Written instruction
Reproduce the entries from the first line through the line containing "column 172, row 723", changing every occurrence of "keypoint" to "marker" and leaving everything else untouched.

[Excerpts of location labeling data]
++++++++++++++++++++

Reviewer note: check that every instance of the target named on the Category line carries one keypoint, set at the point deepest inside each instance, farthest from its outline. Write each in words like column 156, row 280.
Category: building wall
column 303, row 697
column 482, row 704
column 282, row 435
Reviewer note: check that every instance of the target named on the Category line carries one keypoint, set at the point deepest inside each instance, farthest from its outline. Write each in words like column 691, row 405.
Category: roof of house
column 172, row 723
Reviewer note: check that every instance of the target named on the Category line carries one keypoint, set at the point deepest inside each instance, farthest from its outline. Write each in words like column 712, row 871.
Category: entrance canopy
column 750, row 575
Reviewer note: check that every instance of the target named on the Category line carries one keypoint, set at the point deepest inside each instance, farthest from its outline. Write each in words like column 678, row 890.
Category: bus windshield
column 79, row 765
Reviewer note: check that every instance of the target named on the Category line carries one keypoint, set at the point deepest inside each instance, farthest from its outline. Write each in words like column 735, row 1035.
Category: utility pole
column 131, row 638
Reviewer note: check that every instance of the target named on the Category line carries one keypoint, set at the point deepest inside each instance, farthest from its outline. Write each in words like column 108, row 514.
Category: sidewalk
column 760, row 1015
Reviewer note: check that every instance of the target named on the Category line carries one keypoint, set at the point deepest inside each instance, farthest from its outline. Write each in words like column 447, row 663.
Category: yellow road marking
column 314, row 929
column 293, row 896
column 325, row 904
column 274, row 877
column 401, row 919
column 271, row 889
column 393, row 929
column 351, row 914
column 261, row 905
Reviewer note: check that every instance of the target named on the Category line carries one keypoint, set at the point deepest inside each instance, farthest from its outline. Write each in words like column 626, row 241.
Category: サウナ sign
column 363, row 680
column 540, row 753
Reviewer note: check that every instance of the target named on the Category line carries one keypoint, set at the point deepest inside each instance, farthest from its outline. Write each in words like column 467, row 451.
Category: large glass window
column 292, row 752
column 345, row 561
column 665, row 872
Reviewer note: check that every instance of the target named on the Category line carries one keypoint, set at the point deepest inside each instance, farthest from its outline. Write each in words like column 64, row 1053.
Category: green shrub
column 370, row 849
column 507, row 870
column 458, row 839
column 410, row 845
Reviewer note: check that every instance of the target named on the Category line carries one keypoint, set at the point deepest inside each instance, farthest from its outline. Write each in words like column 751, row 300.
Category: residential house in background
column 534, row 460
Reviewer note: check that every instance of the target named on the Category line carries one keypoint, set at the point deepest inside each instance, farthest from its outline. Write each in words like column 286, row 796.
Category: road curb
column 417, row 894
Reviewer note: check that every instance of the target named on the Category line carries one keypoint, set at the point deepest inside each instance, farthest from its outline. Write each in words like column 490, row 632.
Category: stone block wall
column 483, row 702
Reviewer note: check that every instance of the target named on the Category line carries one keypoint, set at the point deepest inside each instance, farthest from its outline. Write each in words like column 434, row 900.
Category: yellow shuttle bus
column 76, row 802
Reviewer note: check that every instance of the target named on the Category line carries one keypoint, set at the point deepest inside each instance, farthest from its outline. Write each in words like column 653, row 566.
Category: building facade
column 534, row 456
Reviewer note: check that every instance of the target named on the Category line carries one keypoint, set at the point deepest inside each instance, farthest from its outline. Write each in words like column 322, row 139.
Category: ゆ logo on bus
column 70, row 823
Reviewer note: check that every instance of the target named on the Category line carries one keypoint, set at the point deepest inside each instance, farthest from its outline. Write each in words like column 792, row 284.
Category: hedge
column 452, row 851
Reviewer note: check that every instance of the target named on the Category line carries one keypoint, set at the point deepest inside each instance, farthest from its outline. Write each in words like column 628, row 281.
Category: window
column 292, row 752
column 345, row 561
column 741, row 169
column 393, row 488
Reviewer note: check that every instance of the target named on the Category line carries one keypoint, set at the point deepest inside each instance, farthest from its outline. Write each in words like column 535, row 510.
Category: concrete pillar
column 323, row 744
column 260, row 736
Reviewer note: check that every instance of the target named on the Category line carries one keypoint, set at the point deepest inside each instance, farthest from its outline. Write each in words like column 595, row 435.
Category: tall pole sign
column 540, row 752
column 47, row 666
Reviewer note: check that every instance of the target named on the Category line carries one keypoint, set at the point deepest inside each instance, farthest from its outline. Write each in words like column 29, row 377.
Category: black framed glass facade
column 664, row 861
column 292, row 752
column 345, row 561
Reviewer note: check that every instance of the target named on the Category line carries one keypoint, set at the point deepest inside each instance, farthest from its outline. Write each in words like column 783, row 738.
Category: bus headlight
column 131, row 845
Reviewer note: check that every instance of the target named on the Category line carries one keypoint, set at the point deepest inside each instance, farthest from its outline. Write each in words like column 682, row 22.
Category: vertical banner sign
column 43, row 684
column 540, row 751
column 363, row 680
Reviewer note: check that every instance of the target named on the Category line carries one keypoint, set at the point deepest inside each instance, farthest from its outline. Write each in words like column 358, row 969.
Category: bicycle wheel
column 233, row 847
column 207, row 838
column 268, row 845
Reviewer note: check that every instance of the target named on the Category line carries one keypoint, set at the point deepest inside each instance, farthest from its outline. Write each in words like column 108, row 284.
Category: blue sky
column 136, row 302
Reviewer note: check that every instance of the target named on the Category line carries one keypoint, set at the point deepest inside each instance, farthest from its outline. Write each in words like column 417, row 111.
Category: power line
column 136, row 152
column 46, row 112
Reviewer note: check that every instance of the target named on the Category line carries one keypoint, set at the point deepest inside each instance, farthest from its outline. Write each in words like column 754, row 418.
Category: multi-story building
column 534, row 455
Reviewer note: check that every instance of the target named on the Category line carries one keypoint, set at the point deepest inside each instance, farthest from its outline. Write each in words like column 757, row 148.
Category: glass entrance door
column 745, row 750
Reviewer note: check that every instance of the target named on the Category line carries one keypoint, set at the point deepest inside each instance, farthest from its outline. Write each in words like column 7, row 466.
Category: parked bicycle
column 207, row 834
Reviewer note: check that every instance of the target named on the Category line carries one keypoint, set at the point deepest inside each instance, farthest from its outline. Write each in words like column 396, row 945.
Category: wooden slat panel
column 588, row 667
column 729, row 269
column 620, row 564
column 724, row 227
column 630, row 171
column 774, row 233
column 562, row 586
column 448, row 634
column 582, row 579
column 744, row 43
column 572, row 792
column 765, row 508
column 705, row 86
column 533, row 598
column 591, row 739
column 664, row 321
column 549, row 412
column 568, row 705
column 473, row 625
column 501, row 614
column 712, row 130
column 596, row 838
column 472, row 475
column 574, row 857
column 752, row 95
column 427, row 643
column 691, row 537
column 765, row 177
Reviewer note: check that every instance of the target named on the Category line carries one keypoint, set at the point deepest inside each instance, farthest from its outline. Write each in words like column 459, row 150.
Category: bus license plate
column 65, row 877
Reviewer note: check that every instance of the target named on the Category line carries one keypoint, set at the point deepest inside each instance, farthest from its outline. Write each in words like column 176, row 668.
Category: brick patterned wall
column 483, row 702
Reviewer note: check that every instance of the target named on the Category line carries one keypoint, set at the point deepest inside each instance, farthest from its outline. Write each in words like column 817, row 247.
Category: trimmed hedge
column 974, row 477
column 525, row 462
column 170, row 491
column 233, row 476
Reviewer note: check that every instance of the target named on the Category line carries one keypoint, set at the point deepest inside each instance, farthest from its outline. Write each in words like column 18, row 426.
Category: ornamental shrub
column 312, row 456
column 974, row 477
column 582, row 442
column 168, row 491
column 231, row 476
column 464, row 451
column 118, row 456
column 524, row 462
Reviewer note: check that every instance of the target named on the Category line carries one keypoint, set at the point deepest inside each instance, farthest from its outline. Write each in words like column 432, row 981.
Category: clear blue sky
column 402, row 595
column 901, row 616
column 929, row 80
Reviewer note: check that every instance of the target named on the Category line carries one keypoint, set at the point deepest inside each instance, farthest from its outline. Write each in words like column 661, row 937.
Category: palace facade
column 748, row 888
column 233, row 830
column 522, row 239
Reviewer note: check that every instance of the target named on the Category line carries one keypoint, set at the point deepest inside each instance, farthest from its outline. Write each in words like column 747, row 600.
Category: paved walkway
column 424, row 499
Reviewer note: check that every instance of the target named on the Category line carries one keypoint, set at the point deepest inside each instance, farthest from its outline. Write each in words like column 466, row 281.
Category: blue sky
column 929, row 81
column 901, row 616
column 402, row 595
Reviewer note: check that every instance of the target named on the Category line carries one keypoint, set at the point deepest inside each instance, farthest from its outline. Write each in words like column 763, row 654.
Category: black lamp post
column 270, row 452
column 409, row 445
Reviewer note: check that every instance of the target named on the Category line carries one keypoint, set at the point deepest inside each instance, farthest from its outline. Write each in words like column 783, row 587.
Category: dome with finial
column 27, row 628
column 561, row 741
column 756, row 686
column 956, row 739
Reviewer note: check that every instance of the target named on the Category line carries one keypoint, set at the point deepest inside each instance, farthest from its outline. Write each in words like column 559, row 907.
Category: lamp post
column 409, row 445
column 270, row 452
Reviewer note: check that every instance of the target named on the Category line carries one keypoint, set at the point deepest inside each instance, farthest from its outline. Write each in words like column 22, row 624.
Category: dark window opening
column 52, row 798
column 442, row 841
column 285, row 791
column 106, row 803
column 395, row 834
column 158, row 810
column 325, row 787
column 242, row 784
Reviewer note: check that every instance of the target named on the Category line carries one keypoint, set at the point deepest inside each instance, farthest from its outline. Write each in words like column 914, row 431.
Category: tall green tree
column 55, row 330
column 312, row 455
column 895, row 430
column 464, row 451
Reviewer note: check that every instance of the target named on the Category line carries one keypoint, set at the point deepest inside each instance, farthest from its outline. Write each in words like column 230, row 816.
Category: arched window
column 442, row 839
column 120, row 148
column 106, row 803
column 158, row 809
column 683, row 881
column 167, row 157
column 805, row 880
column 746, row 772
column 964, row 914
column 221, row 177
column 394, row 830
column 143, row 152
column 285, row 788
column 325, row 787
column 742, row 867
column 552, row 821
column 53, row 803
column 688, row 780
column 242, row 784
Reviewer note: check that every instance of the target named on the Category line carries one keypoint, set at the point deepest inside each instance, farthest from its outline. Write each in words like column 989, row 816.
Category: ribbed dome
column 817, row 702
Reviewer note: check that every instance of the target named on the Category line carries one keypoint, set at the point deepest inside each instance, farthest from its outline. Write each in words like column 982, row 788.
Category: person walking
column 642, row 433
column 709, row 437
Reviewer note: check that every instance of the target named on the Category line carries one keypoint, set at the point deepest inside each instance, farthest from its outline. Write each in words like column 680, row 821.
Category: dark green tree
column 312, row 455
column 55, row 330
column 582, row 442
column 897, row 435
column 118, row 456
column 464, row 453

++++++++++++++++++++

Result for this exercise
Reviewer note: check that every instance of the target named on the Category line carries one marker, set at the point deepest inside each instance, farthest from its outline. Write each in words like column 156, row 280.
Category: building wall
column 303, row 697
column 482, row 704
column 282, row 435
Reviewer note: check that every instance of the target named on the Category line carries one marker, set at the point deepest inside each instance, farthest from its outline. Write each in words like column 691, row 405.
Category: roof of house
column 172, row 723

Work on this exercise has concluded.